*PROVIDED DATA*.

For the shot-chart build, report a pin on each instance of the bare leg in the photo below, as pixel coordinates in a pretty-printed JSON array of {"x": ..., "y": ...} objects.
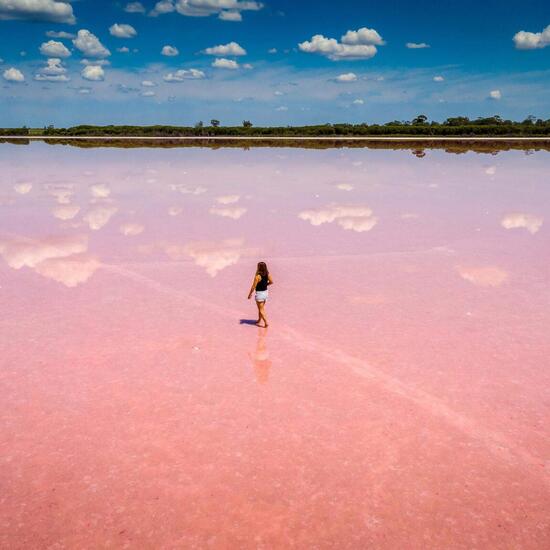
[
  {"x": 262, "y": 313},
  {"x": 259, "y": 313}
]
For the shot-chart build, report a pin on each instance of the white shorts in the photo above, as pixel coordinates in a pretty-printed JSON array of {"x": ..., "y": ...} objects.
[{"x": 261, "y": 295}]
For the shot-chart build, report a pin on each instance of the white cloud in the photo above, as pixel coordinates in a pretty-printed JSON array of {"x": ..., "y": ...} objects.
[
  {"x": 532, "y": 40},
  {"x": 169, "y": 51},
  {"x": 100, "y": 62},
  {"x": 230, "y": 16},
  {"x": 13, "y": 75},
  {"x": 54, "y": 49},
  {"x": 100, "y": 191},
  {"x": 361, "y": 37},
  {"x": 90, "y": 45},
  {"x": 228, "y": 199},
  {"x": 225, "y": 9},
  {"x": 184, "y": 74},
  {"x": 483, "y": 276},
  {"x": 131, "y": 229},
  {"x": 360, "y": 44},
  {"x": 417, "y": 45},
  {"x": 93, "y": 72},
  {"x": 65, "y": 211},
  {"x": 54, "y": 11},
  {"x": 99, "y": 216},
  {"x": 222, "y": 63},
  {"x": 344, "y": 186},
  {"x": 162, "y": 7},
  {"x": 233, "y": 212},
  {"x": 122, "y": 30},
  {"x": 53, "y": 71},
  {"x": 231, "y": 49},
  {"x": 518, "y": 220},
  {"x": 352, "y": 217},
  {"x": 134, "y": 7},
  {"x": 22, "y": 188},
  {"x": 347, "y": 77},
  {"x": 59, "y": 34}
]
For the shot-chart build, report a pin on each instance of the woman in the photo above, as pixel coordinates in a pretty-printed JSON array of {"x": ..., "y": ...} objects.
[{"x": 260, "y": 283}]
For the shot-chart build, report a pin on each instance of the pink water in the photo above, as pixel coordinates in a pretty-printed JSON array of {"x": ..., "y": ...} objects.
[{"x": 399, "y": 399}]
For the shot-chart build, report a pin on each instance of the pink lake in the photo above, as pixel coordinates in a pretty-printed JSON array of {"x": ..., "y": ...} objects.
[{"x": 399, "y": 399}]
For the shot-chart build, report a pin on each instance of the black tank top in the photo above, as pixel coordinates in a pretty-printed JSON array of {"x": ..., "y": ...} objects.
[{"x": 262, "y": 284}]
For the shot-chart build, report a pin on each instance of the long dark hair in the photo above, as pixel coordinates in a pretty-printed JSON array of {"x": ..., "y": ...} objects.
[{"x": 262, "y": 269}]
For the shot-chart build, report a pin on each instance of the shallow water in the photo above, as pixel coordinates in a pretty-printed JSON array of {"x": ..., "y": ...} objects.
[{"x": 399, "y": 399}]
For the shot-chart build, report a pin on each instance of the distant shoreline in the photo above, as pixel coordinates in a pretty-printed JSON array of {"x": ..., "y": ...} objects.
[{"x": 286, "y": 138}]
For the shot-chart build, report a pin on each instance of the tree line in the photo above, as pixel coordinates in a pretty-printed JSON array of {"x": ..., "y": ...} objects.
[{"x": 419, "y": 126}]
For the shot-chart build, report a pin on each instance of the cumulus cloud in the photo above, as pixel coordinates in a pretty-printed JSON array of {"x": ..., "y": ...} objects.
[
  {"x": 185, "y": 190},
  {"x": 532, "y": 40},
  {"x": 233, "y": 212},
  {"x": 54, "y": 11},
  {"x": 54, "y": 49},
  {"x": 227, "y": 10},
  {"x": 65, "y": 211},
  {"x": 13, "y": 75},
  {"x": 228, "y": 15},
  {"x": 59, "y": 34},
  {"x": 99, "y": 216},
  {"x": 360, "y": 44},
  {"x": 169, "y": 51},
  {"x": 231, "y": 49},
  {"x": 521, "y": 220},
  {"x": 347, "y": 77},
  {"x": 22, "y": 188},
  {"x": 122, "y": 30},
  {"x": 215, "y": 256},
  {"x": 89, "y": 44},
  {"x": 483, "y": 276},
  {"x": 53, "y": 71},
  {"x": 223, "y": 63},
  {"x": 227, "y": 199},
  {"x": 131, "y": 229},
  {"x": 352, "y": 217},
  {"x": 184, "y": 74},
  {"x": 93, "y": 72},
  {"x": 100, "y": 191},
  {"x": 134, "y": 7}
]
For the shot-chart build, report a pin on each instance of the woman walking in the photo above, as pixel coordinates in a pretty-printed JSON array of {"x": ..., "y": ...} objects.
[{"x": 262, "y": 279}]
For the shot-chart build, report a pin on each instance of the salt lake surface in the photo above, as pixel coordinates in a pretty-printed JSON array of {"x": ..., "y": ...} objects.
[{"x": 399, "y": 399}]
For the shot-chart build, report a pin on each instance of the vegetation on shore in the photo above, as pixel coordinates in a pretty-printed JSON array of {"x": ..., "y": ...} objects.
[{"x": 419, "y": 126}]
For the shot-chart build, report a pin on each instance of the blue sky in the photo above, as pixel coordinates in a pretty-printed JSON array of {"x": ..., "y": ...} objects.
[{"x": 274, "y": 62}]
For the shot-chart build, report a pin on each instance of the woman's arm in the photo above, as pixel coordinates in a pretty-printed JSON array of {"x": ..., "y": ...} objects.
[{"x": 253, "y": 287}]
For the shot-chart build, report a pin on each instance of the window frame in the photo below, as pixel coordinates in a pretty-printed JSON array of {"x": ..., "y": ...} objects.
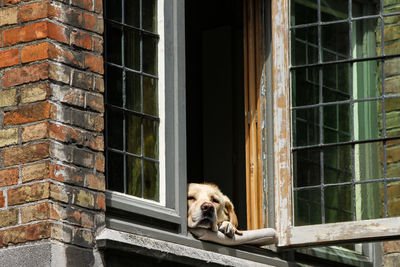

*AIM OF THE EXERCISE*.
Without the pictures, write out the entire listing exactly.

*WRITTEN SOLUTION*.
For the shot-chart build, report a pin on each instance of the bare leg in the photo below, as pixel coordinates in a pretty-printed JSON array of {"x": ..., "y": ...} objects.
[
  {"x": 262, "y": 313},
  {"x": 259, "y": 313}
]
For the shot-chart build, report a pin on each instance of the white shorts in the photo above, as pixel coordinates in a pretty-printed JSON array of {"x": ..., "y": ...} objects.
[{"x": 261, "y": 295}]
For the shot-chart build, report a pin on each instance of the white cloud in the photo above, as pixel coordinates in a pretty-printed JSON array of {"x": ..., "y": ...} objects.
[
  {"x": 532, "y": 40},
  {"x": 169, "y": 51},
  {"x": 100, "y": 62},
  {"x": 230, "y": 16},
  {"x": 13, "y": 75},
  {"x": 54, "y": 49},
  {"x": 100, "y": 191},
  {"x": 361, "y": 37},
  {"x": 90, "y": 45},
  {"x": 228, "y": 199},
  {"x": 225, "y": 9},
  {"x": 184, "y": 74},
  {"x": 483, "y": 276},
  {"x": 131, "y": 229},
  {"x": 360, "y": 44},
  {"x": 417, "y": 45},
  {"x": 93, "y": 72},
  {"x": 65, "y": 211},
  {"x": 54, "y": 11},
  {"x": 99, "y": 216},
  {"x": 222, "y": 63},
  {"x": 344, "y": 186},
  {"x": 162, "y": 7},
  {"x": 233, "y": 212},
  {"x": 122, "y": 30},
  {"x": 53, "y": 71},
  {"x": 231, "y": 49},
  {"x": 518, "y": 220},
  {"x": 352, "y": 217},
  {"x": 134, "y": 7},
  {"x": 22, "y": 188},
  {"x": 347, "y": 77},
  {"x": 59, "y": 34}
]
For the shot-chart build, report a pin on each instance of the woman in the photo above, as pixel coordinates in a pretty-printed JSON array of {"x": ..., "y": ...} objects.
[{"x": 260, "y": 283}]
For the shot-chart build, report a pin on each instance of the pink water in the photo above, as pixel coordinates in a pretty-printed JSON array of {"x": ..., "y": ...} objects.
[{"x": 399, "y": 399}]
For the shot-chart build, report a pin on each instance of the pink lake in the photo above, as pixel coordinates in a pretty-printed JSON array of {"x": ..., "y": ...} objects.
[{"x": 399, "y": 399}]
For the shot-chart build, report a pin on each instance of the black tank top in the photo above, as pixel coordinates in a pretty-printed JSON array of {"x": ..., "y": ...} objects.
[{"x": 262, "y": 284}]
For the shot-chart build, report a pin on each instance of the long dark hair in the photo above, as pixel coordinates in a pretty-printed JSON array of {"x": ..., "y": ...} objects.
[{"x": 262, "y": 269}]
For the shot-chart build, report a pin on each instance of the shallow water in the photo above, as pixel coordinates in a pretty-printed JSON array of {"x": ..., "y": ...} objects.
[{"x": 399, "y": 399}]
For the shot-chart build, report a pin on each instance of the distant shoreline in the photo above, as pixel coordinates in a pretty-printed JSON array of {"x": ..., "y": ...} objects.
[{"x": 286, "y": 138}]
For the shot-chart build, report a pin on each instance of the tree line in the photo above, as pixel coordinates in a pretty-printed JSON array of {"x": ..., "y": ...} objects.
[{"x": 419, "y": 126}]
For the shot-chart build, report a pin on each instance of the cumulus cloud in the photo above, as pixel coordinates in a pretty-printed JSON array of {"x": ..., "y": ...} objects.
[
  {"x": 185, "y": 190},
  {"x": 532, "y": 40},
  {"x": 233, "y": 212},
  {"x": 54, "y": 11},
  {"x": 54, "y": 49},
  {"x": 227, "y": 10},
  {"x": 65, "y": 211},
  {"x": 13, "y": 75},
  {"x": 228, "y": 15},
  {"x": 59, "y": 34},
  {"x": 99, "y": 216},
  {"x": 360, "y": 44},
  {"x": 169, "y": 51},
  {"x": 231, "y": 49},
  {"x": 521, "y": 220},
  {"x": 347, "y": 77},
  {"x": 22, "y": 188},
  {"x": 122, "y": 30},
  {"x": 215, "y": 256},
  {"x": 89, "y": 44},
  {"x": 483, "y": 276},
  {"x": 53, "y": 71},
  {"x": 223, "y": 63},
  {"x": 227, "y": 199},
  {"x": 131, "y": 229},
  {"x": 352, "y": 217},
  {"x": 184, "y": 74},
  {"x": 93, "y": 72},
  {"x": 100, "y": 191},
  {"x": 134, "y": 7}
]
For the shot-chart build, report a pin on each instance of the woman walking in the photo above, as pixel coordinates in a pretty-printed JSON array of {"x": ..., "y": ...} objects.
[{"x": 262, "y": 279}]
For the shot-chart build, report a pin on each instance of the salt lake surface in the photo above, as pixel coordinates in a pretty-printed JSON array of {"x": ..., "y": ...} objects.
[{"x": 399, "y": 399}]
For the shot-chart build, report a pin on each instance of the vegetation on shore in the photo above, as pixel coordinates in a pretty-printed JSON array of {"x": ..., "y": ...} objects.
[{"x": 419, "y": 126}]
For the shot-chart build, report a pin on each instance of the blue sky in the photo above, as pixel coordinates in a pretty-printed JSON array of {"x": ..., "y": ...} objects.
[{"x": 274, "y": 62}]
For the shot-chart build, report a pin on each instance of the woman's arm in the photo above, as pixel coordinates in a pretty-printed JSON array of {"x": ..., "y": ...} objects.
[{"x": 253, "y": 287}]
For the shot-chart build, report a pin on each instance of the window frame in the photo below, as pixel coordinates in a pretty-printed JSON array of {"x": ..., "y": ...} objects.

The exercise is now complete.